↓
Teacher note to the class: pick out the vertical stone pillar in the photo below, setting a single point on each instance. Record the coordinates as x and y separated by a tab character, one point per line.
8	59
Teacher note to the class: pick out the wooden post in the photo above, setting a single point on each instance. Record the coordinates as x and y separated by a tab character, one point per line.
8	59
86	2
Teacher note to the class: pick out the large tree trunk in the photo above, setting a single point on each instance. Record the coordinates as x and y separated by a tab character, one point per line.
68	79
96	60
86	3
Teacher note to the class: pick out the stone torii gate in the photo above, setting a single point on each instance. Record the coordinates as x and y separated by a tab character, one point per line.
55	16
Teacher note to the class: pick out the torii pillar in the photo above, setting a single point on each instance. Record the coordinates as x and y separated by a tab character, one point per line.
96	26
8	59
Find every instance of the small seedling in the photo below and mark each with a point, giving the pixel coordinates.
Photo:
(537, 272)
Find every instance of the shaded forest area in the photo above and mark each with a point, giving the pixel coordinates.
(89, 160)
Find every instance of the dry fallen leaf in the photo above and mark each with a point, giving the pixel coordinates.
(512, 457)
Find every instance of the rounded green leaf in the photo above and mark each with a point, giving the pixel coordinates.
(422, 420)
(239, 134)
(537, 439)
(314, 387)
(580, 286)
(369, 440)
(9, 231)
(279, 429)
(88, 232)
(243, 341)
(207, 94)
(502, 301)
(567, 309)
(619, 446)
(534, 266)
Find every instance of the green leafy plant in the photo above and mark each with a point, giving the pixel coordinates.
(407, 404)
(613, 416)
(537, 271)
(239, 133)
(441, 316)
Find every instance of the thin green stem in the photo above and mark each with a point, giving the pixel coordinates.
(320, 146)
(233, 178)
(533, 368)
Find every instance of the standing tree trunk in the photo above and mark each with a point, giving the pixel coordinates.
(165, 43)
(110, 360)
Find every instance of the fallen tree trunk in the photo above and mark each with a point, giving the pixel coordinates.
↑
- _AIM_: Render every line of the material above as a numbered list, omitting any blank lines.

- _FINAL ANSWER_:
1. Teacher note to the class: pick out the vertical stone pillar in the photo below, setting a single point on each instance. Record the coordinates as x and y separated by a tab character, one point per line.
2. 8	59
3. Teacher note to the class: pick out the wooden post in the photo above, setting a single point on each instance. Record the coordinates as x and y separated by a tab character, one point per line.
4. 8	59
5. 86	2
6. Teacher note to the class: pick out the large tree trunk in the photo above, setting a single point on each instance. Record the coordinates as x and y separated by a tab character, one point per line.
7. 68	79
8. 96	60
9. 86	3
10. Teacher note to the class: pick out the stone torii gate in the photo above, setting a single point on each instance. Record the coordinates as x and y separated by a tab character, one point per line.
11. 55	16
12. Teacher note to the class: pick out the torii pillar in the photo above, setting a single point on each instance. Record the coordinates as x and y separated by a tab character, one point per line.
13. 96	26
14. 8	59
15. Find every instance of the small seedling in the photo below and mark each with a point, giving the pixel coordinates.
16. Photo:
17. (537, 272)
18. Find every instance of the shaded forest area in the photo above and mark each with a point, giving the pixel coordinates.
19. (89, 160)
20. Find every instance of the dry fallen leaf in the photo above and mark each with a point, giving the pixel coordinates.
21. (512, 457)
22. Find every instance of the rounded green leaf in the photo above and mark each with a point, giving the pixel coordinates.
23. (422, 420)
24. (239, 134)
25. (537, 439)
26. (314, 387)
27. (580, 286)
28. (369, 440)
29. (9, 231)
30. (279, 429)
31. (88, 232)
32. (243, 341)
33. (207, 94)
34. (502, 301)
35. (567, 309)
36. (619, 446)
37. (534, 266)
38. Find every instance of the green leafy plant in the photo above and mark each with a point, giving the pixel coordinates.
39. (407, 404)
40. (613, 416)
41. (537, 271)
42. (239, 133)
43. (441, 316)
44. Find every instance of the thin green stem in the photo above and mark each with a point, giving the pixel coordinates.
45. (320, 146)
46. (233, 178)
47. (533, 368)
48. Find every instance of the standing tree trunk in the photo above and mark each with a point, giving the pixel coordinates.
49. (165, 43)
50. (110, 360)
51. Find every instance of the fallen tree trunk in the photo above and mark each with a point, giving the pixel coordinates.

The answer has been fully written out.